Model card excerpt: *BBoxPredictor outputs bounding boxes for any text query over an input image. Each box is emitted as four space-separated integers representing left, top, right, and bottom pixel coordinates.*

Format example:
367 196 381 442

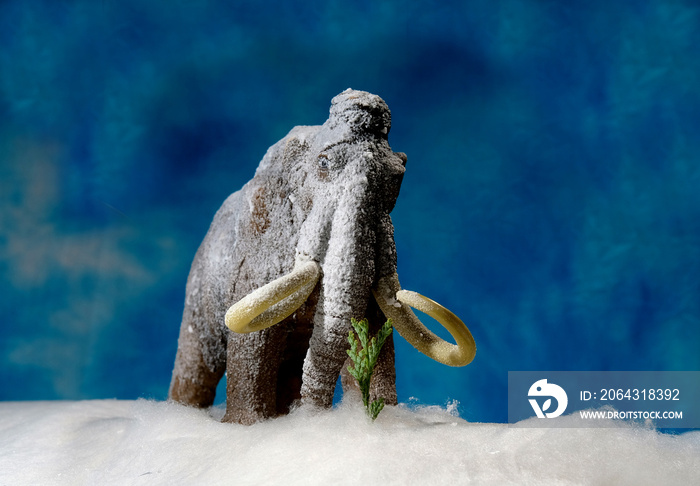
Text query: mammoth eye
318 153 329 170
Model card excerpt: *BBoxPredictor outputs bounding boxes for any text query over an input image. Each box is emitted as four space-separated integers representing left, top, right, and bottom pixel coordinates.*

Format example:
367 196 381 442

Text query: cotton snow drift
1 399 698 485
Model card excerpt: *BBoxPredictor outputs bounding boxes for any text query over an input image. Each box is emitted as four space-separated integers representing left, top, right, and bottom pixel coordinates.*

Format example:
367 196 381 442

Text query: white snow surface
1 399 698 485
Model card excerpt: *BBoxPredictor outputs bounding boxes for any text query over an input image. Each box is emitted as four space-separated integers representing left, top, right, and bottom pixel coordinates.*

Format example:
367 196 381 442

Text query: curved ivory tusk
372 273 476 367
225 258 321 333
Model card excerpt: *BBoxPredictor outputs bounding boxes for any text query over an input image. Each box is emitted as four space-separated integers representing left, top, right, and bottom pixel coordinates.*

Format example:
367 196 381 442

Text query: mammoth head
225 89 476 368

_ _ _ _

» WHAT IS NEEDED: Would you return the material above exactly, apart from its pictures?

» SOLVED PROBLEM:
Model card excerpt: *BBoxPredictor outputs bounding boxes for any text query over an input image. Each box is emitted as four space-separated integers representing left, top, right, and bottom pixel coordinates.*

Format example:
367 196 381 442

Text query: mammoth eye
318 153 329 170
Model card excerpt: *BBoxPredictor outputs bounding boxes for any text query over an input image. Each box is emitted as four space-separated integers representing left, top, right, and bottom pixel coordinates.*

Format example:
367 196 381 442

Text query: cotton snow drift
1 399 698 485
Model card excerpt: *BBoxPredictor outputs bounding boxes for any text query over an input image. Each box is emitted as four space-separated integers representing left, top, right, and bottom pixel coordinates.*

Format example:
367 196 381 442

Text query: white snow surface
1 399 698 485
Model card excerpt: *BBoxPredictor outputs bounding boxes for any text query over an input image. Each box is emitted as four space-separated integers representing left, top, right, and bottom pixel coordinates.*

Format example:
367 196 381 442

Text query: curved ivory tusk
372 273 476 367
225 258 321 333
Model card excerpt: *BBoxPredictor outputs bounding boxes for any text query over an input image. Each box is emitted as four space-separated integers representing left, top, right, and bottom pixel coordinates.*

Format example:
367 196 381 442

Text query: mammoth head
225 89 476 368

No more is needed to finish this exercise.